__Supplied entries__
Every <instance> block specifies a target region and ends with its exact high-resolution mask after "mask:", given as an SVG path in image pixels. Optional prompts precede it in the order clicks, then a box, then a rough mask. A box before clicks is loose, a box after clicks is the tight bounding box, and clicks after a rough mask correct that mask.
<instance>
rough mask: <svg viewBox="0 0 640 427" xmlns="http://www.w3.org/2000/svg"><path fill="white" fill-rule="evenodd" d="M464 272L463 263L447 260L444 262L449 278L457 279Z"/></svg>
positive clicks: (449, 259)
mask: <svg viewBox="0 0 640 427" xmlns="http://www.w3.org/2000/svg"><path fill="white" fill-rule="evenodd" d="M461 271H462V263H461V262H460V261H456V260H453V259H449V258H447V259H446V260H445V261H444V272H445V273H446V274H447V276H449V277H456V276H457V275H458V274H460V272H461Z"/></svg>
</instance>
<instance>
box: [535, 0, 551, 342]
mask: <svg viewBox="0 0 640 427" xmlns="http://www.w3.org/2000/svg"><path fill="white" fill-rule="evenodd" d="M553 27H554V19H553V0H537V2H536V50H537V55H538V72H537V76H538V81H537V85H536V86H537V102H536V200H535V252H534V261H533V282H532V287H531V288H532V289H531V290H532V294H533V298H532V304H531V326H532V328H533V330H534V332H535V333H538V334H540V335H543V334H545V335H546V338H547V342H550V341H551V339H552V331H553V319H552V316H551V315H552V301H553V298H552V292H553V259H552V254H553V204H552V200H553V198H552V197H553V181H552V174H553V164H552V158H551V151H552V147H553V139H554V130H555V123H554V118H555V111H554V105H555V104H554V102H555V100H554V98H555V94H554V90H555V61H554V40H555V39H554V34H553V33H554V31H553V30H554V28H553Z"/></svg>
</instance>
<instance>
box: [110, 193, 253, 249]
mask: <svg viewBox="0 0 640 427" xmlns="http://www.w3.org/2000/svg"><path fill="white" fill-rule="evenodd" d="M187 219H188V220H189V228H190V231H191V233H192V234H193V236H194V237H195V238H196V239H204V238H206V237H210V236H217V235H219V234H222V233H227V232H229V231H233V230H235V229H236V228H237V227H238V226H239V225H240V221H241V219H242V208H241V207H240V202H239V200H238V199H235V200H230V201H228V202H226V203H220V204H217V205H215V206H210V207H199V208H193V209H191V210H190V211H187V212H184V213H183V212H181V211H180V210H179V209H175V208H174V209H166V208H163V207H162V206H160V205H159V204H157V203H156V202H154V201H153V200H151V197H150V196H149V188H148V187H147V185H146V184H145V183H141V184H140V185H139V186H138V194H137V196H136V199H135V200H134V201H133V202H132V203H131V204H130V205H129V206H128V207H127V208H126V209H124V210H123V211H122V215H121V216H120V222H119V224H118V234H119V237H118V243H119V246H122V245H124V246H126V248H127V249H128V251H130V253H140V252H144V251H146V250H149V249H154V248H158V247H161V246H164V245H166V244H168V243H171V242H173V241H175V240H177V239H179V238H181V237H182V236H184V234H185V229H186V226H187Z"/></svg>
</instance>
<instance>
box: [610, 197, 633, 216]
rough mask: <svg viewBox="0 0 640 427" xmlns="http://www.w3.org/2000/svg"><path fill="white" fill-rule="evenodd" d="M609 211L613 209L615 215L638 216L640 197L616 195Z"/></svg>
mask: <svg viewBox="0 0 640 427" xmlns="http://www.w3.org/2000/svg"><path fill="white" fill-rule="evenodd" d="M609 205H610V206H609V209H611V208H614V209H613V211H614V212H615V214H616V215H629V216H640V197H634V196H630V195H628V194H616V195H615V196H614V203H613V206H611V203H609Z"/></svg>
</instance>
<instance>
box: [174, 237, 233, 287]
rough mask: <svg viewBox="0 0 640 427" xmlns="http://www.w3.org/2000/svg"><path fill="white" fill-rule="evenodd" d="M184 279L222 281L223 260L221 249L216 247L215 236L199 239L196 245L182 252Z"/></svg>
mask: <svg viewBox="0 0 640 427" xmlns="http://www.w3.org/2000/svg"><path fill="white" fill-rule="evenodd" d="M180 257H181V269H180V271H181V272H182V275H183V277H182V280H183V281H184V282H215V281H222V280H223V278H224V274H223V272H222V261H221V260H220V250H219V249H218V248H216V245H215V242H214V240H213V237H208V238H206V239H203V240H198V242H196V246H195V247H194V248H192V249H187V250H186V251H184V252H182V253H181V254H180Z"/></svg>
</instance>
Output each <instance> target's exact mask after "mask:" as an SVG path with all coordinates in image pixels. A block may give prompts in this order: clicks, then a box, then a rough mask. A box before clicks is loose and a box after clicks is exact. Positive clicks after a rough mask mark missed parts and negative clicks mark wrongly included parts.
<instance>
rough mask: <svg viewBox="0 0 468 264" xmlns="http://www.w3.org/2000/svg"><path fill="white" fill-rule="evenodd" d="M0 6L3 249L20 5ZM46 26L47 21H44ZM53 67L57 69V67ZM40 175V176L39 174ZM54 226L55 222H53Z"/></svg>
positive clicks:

__Problem details__
Tally the lines of the data that hold the string "then". Answer with the number and nothing more.

__Your response__
2